'''
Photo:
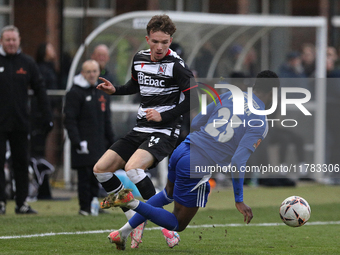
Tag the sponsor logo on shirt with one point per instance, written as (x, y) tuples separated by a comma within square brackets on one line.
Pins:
[(147, 80), (162, 69)]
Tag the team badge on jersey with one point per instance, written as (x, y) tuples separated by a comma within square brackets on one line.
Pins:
[(161, 69), (153, 141)]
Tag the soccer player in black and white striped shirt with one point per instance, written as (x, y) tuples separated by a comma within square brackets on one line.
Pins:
[(163, 81)]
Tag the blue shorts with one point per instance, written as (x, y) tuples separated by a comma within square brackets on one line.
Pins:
[(188, 191)]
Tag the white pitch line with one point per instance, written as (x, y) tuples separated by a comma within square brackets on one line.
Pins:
[(157, 228)]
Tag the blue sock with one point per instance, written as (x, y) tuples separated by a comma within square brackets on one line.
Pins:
[(158, 200), (157, 215)]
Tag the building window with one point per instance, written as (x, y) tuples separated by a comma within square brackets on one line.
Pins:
[(81, 18)]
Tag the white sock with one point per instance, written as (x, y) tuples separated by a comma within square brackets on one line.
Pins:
[(126, 229)]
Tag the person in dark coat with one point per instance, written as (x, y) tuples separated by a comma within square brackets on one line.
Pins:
[(88, 123), (45, 56), (18, 73)]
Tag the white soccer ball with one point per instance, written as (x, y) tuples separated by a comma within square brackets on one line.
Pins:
[(295, 211)]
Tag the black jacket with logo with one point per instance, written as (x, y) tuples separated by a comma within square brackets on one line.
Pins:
[(87, 118), (18, 73)]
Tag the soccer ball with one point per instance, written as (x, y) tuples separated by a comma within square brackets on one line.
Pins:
[(295, 211)]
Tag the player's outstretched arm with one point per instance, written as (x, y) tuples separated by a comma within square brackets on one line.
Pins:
[(245, 210), (106, 86)]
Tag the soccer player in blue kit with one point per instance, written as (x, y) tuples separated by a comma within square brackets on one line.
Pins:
[(211, 144)]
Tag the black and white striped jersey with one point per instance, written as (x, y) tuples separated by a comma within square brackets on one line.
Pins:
[(160, 84)]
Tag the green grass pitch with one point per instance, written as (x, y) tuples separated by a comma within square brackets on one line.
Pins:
[(216, 229)]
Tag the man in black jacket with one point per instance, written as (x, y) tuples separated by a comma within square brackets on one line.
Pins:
[(18, 73), (88, 123)]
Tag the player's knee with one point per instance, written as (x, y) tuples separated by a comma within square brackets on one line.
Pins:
[(136, 175), (97, 169)]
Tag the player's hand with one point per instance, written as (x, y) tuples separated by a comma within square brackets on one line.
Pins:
[(153, 115), (106, 86), (245, 210)]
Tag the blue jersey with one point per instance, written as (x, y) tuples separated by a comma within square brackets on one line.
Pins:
[(225, 138)]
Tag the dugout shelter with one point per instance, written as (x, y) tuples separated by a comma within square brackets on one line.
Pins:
[(216, 44)]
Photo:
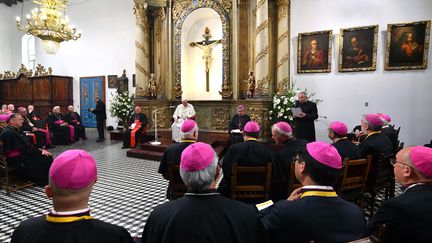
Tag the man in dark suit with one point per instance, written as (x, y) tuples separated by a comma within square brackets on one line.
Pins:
[(73, 118), (375, 143), (248, 153), (202, 215), (338, 134), (389, 131), (314, 212), (137, 123), (282, 134), (237, 124), (408, 217), (71, 179), (100, 112), (304, 122)]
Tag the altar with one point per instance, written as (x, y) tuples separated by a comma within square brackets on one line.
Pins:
[(196, 50)]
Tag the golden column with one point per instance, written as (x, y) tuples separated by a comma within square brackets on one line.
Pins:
[(262, 48), (142, 44), (282, 65)]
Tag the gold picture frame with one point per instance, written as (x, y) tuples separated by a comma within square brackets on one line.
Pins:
[(319, 42), (407, 45), (358, 48)]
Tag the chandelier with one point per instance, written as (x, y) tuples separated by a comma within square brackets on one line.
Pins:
[(49, 24)]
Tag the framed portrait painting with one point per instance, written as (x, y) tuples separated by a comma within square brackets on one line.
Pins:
[(407, 45), (358, 48), (314, 52), (112, 82)]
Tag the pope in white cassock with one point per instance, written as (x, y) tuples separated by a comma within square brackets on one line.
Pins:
[(183, 112)]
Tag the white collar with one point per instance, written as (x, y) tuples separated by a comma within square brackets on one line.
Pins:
[(79, 211)]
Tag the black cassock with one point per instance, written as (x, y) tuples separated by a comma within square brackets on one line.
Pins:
[(42, 230), (376, 145), (248, 153), (25, 157), (73, 118), (28, 124), (61, 134), (408, 217), (305, 127), (282, 168), (314, 218), (347, 149), (237, 122), (127, 135), (203, 217)]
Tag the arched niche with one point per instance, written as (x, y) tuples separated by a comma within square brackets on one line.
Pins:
[(193, 75), (181, 41)]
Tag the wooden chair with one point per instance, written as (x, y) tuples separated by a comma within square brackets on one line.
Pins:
[(10, 182), (380, 179), (251, 182), (176, 186), (293, 182), (354, 179)]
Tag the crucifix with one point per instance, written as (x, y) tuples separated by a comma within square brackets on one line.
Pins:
[(206, 45)]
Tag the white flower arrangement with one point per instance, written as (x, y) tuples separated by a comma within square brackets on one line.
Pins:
[(283, 103)]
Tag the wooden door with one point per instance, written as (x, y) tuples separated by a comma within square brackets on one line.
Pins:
[(89, 88)]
'''
## WORK REQUEST
Take the data above and repeat it exactly, leaving each picture out.

## RESULT OF THE EXERCISE
Photo:
Tag the sponsor logo on shirt with one point per instance, written as (x, y) tuples separated by a comma within square brackets on one line.
Pins:
[(147, 80), (162, 69)]
Tag the team badge on jersey with one point per instance, written as (x, y) tuples separated by a comma within square brackets on one line.
Pins:
[(161, 69), (153, 141)]
Tag the soccer player in black and white striped shirt with one point per instance, written as (x, y) tuples separated by a comma within square brackets on one line.
Pins:
[(163, 81)]
Tag the blue shorts with one point per instance, written as (x, y) tuples separated by a comma within square brackets on one line.
Pins:
[(188, 191)]
Tag the white pitch line with one point per instance, written as (x, y) tuples separated by a comma within square brackets on one line.
Pins:
[(157, 228)]
Tag the blue sock with one point per instance, written as (x, y) tuples separated by a comma within square brackets on one line.
Pins:
[(158, 200), (157, 215)]
Tag the building window with one point per instance, written as (x, y) tuples separated by a comma within square brackets on one line.
Pins:
[(81, 18)]
Tag the white sock with one point per instance, written as (x, y) tuples separated by a comma within square brackets on one line.
Pins:
[(126, 229)]
Tag the person in dark coat with one point per instance, written as (x, y) tuples separated by a comma within square brackets on one line.
Pins:
[(88, 123), (45, 56), (18, 73)]
Tag the white soccer ball with one point per instance, written as (x, y) tuples separated by a comma within square brackets on one line.
Pins:
[(295, 211)]
Tag the black jacket with logo with one point per instance, written as (x, y) tuples separated by a comma within square brackets on one line.
Pins:
[(87, 118), (18, 73)]
Tag the soccer ball with one point per instance, written as (x, y) tuples separated by a comma within square brackets on one line.
Pins:
[(295, 211)]
Tag the player's outstretched arm with one point per instance, written as (x, y) tuples separated by a comma within square brackets on one line.
Pins:
[(245, 210), (106, 86)]
Tag the soccer player in blue kit with one point per instance, written as (x, y) tuples separated by a comma within square brackets on one line.
Pins:
[(211, 144)]
Tag the black and white striped jersey with one point per instance, written as (x, y) tuples separated by a comma within square brackets on one line.
Pins:
[(160, 84)]
Tag the green grass pitch with one point per instance, written as (x, y) tuples separated by a comma within square brackets on one line.
Pins:
[(216, 229)]
Tag the man in black jacket with one point per instance, written as (x, y) tuples separated by a comma within square brackets on one line.
Pins:
[(18, 73), (88, 123)]
Tag the player's knee with one point per instance, written as (x, y) tuples separated by a comma within square brackets on one line.
Pins:
[(136, 175), (97, 169)]
Tag the player's hand with one point per instance, written as (x, y) tuples separated by a comma within square brackets on one line.
Pins:
[(153, 115), (106, 86), (245, 210)]
Tag the blue jersey with one point per instance, written as (x, y) tuples separated by a comma within square brackets on one line.
Pins:
[(225, 138)]
Tag the dugout shelter with one point per instance, written as (x, y) tuples separated by a comma within square brackets on one line.
Pins:
[(216, 44)]
Photo:
Tag the man in dark suit with one point per instance, written as (x, y) tuples separated by a comma within square brackets on one line.
Pins:
[(73, 118), (375, 143), (248, 153), (202, 215), (338, 134), (389, 131), (314, 212), (137, 123), (282, 134), (237, 124), (408, 217), (71, 179), (100, 112), (304, 122)]
Tag the altar with one point per instance, written as (x, y) tuples separated by a comma within square brackets on one line.
Pins:
[(196, 50)]
Tag the golden column with one point per instance, written as (x, y) tuples separated by a comma within square brackets on one line.
Pins:
[(262, 48), (142, 44), (282, 65)]
Tag the gold picture frame with one point per instance, written as (x, y) tuples separated by a comma within square brackets on one line.
Pins:
[(319, 42), (407, 45), (358, 48)]
Tag the chandelier with one point per instance, written as (x, y) tuples separated by a comma within square brackets on one line.
Pins:
[(49, 24)]
Tag the framed portrait painting with one point per instance, written as (x, y) tuples separated by a comma within square brackets on one line.
Pins:
[(407, 45), (358, 48), (314, 52), (112, 82)]
Tag the pope in white cassock with one point per instance, written as (x, y) tuples separated by a comma within square brackets on one line.
Pins:
[(183, 112)]
Tag the white collar with one point per instance, written as (x, y) tuples separated by a comma within square brackets on one line.
Pins:
[(79, 211)]
Tag the black cassock with one point per instance, written as (x, y) tuples separated by a comma within square brackets on one line.
Pins:
[(42, 230), (376, 145), (248, 153), (25, 157), (73, 118), (28, 124), (61, 134), (408, 217), (305, 127), (282, 168), (314, 218), (347, 149), (237, 122), (127, 135), (203, 217)]
Tag the arched niche with one point per instance, written as (x, y) tuples separated by a comma within square brackets on one line.
Pins:
[(193, 75), (181, 41)]
Tag the wooden chair with one point per instance, written as (x, y) tuples separated by a comma within square brackets on one line.
Pins:
[(10, 182), (380, 179), (251, 182), (176, 186), (293, 182), (354, 179)]
Tag the crucifix with one point per instance, written as (x, y) tuples separated by a comma within square brackets on one line.
Pins:
[(206, 45)]
Tag the white flower arrangement with one point per instance, written as (x, y) tuples separated by a comma within square brackets on one line.
Pins:
[(283, 103)]
Tag the wooden door with one point per instance, written as (x, y) tuples separated by a comma within square brackets on one line.
Pins:
[(89, 88)]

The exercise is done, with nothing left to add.